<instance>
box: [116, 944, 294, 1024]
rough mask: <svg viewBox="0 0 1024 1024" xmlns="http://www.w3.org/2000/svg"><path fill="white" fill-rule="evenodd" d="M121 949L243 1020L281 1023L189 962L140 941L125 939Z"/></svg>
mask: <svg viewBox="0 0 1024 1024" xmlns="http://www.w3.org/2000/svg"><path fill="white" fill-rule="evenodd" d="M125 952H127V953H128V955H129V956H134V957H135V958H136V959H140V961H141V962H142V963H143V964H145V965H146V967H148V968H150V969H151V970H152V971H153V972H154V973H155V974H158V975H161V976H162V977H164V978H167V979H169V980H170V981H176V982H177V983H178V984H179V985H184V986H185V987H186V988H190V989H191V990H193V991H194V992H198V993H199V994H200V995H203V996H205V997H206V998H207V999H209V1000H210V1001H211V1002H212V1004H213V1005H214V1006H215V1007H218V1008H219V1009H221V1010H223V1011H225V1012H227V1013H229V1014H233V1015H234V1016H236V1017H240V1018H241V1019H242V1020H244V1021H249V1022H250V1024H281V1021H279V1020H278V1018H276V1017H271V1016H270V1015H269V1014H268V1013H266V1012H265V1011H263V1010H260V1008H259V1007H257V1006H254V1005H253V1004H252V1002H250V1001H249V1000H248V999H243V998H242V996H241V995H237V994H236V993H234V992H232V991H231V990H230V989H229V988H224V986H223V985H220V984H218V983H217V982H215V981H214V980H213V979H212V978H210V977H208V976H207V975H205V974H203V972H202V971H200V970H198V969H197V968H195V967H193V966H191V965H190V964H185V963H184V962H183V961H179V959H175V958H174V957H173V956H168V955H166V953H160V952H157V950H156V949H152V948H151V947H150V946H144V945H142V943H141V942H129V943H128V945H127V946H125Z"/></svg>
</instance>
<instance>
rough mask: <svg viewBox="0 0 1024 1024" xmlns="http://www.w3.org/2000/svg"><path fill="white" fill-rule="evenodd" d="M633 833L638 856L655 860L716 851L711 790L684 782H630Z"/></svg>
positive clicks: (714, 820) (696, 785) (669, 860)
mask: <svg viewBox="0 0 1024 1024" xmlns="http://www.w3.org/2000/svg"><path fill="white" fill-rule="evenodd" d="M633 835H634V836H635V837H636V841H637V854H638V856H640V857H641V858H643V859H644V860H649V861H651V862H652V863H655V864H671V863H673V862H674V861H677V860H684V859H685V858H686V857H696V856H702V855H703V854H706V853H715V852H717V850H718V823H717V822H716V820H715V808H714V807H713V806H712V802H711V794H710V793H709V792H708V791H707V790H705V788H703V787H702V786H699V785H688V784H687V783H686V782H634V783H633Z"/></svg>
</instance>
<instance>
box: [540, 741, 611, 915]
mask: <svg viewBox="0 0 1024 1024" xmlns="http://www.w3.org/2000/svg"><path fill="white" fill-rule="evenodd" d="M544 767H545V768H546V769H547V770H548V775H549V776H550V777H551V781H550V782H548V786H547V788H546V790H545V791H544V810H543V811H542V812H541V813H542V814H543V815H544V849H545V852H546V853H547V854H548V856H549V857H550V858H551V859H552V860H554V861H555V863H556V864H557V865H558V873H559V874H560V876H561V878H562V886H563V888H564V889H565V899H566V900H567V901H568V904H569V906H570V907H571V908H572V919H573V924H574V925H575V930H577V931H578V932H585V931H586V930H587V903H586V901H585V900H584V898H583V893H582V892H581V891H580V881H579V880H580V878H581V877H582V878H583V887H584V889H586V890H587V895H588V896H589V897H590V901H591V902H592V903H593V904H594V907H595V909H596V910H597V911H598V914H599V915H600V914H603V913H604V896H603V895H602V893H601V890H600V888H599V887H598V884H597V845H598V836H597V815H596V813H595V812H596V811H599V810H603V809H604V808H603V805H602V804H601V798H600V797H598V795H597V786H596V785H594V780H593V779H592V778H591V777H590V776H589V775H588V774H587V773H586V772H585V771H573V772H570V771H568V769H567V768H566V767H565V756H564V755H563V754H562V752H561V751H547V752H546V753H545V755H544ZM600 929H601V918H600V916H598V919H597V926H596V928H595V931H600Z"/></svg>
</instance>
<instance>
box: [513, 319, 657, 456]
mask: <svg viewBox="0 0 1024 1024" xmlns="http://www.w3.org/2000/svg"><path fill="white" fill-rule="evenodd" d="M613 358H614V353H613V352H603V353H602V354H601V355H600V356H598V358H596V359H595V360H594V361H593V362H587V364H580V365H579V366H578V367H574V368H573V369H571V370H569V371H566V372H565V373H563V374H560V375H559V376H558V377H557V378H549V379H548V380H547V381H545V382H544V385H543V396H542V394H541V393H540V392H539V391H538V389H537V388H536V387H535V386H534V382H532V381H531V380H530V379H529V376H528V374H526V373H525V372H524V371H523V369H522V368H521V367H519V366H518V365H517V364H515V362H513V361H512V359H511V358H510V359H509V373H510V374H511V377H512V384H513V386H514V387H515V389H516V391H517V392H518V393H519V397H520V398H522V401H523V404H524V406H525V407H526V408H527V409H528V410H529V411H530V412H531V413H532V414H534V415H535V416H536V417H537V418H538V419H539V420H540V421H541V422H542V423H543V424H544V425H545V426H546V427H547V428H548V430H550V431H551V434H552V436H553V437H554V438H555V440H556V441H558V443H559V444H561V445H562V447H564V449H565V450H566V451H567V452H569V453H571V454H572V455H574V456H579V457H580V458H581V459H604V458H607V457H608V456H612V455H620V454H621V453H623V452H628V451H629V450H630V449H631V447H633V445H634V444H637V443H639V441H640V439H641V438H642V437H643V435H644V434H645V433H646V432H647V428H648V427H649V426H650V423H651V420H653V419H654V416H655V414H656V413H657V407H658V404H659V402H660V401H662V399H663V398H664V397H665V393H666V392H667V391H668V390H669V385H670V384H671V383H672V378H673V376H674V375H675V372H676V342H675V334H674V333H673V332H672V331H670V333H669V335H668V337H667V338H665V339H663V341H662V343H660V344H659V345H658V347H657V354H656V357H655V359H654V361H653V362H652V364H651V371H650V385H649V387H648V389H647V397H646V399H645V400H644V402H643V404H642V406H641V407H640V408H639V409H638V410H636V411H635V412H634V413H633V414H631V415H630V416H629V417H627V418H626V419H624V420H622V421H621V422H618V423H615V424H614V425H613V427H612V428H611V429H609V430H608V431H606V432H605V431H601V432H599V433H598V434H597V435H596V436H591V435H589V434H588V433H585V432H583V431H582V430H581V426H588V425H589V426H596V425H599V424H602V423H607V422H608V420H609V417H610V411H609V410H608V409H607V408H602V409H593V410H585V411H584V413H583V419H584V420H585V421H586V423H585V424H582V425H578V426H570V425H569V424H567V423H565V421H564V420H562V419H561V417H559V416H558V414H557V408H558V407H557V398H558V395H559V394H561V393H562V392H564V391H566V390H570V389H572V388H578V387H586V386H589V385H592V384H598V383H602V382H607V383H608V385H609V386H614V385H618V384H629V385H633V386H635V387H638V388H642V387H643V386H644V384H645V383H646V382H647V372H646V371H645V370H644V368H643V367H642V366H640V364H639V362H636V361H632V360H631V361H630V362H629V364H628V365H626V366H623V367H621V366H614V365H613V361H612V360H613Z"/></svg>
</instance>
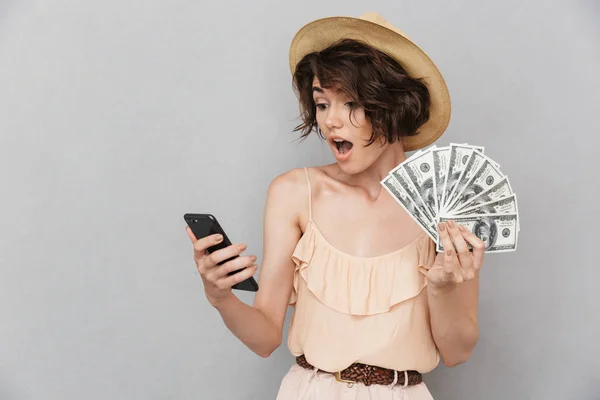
• • • • • • •
## Exercise goal
Copy out the rows exactly, starting at the first line and stopping at the line that contains "949L243 1020L281 1023L189", with that line included.

## Exercise output
<instance>
box: [116, 944, 294, 1024]
rough mask: <svg viewBox="0 0 1024 1024" xmlns="http://www.w3.org/2000/svg"><path fill="white" fill-rule="evenodd" d="M121 949L243 1020L281 1023L189 962L140 941L125 939Z"/></svg>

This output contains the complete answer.